◆ **Reading text**
· · · ·

Gabriela de Ávila Machado
Lawyer at Marcos Martins Advogados
Through Message No. 371, published on July 1, 2020, the President of the Republic informed the Federal Senate of his full veto of Bill No. 675 of 2020.
The purpose of the bill was to retroactively suspend and prevent “new registrations in the registers of analysis and information companies for credit decisions while the public calamity resulting from the Covid-19 pandemic is in force” and was considered by the President to be unconstitutional and contrary to the public interest (§ 1 of art. 66 of the Constitution).

· · · ·

◆ **Assigned task 1**
According to the text on the veto of Bill No. 675, on what date was Message No. 371 published?
◆ **Assigned task 2**
Extend the text on the veto of Bill No. 675 past its final sentence.
The material has no connection to the text on the veto of Bill No. 675.

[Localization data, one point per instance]

· · · ·

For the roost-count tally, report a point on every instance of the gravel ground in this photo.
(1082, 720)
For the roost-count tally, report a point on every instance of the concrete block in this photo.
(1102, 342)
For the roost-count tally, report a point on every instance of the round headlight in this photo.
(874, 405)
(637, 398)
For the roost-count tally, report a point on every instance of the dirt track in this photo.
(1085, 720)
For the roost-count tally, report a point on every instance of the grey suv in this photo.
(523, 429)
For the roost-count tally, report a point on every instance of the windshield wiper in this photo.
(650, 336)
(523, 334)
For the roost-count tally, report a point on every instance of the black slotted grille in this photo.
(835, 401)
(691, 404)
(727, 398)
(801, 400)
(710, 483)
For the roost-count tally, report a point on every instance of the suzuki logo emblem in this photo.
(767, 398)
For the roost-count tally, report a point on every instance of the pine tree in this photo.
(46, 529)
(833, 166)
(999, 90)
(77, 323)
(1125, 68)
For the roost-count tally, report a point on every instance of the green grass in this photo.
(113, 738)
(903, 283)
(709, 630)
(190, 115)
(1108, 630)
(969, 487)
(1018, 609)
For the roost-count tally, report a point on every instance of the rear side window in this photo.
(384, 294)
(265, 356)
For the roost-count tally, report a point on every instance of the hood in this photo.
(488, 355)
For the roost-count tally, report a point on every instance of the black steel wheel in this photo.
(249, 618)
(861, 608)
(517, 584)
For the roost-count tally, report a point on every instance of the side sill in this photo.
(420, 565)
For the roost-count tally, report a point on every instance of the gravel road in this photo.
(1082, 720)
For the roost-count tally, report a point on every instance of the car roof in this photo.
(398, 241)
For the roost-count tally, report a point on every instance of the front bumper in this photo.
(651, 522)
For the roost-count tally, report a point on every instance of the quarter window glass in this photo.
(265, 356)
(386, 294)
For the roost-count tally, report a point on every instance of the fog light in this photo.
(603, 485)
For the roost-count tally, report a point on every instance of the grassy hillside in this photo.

· · · ·

◆ **Written answer 1**
July 1, 2020.

◆ **Written answer 2**
The decision came after a statement from the Ministries of Justice and Public Security, the Economy and the Federal Attorney General’s Office, to the effect that the rule would generate “legal insecurity by making it possible to review acts and legal relationships that have already been consolidated in a potential offense against the constitutional guarantee of the perfect legal act” and would go against the public interest “given the measure’s potential to harm the functioning of the credit market and the efficiency of registration systems, since (. …) providers tend to adopt more conservative behavior that will be reflected in deviations in the market, generating high interest rates and supply restrictions, which could violate the constitutional principle of free enterprise (…).
Finally, the institutions also warned that providing payment coercion instruments for a substantially long period would give excessive protection to the debtor to the detriment of the creditor.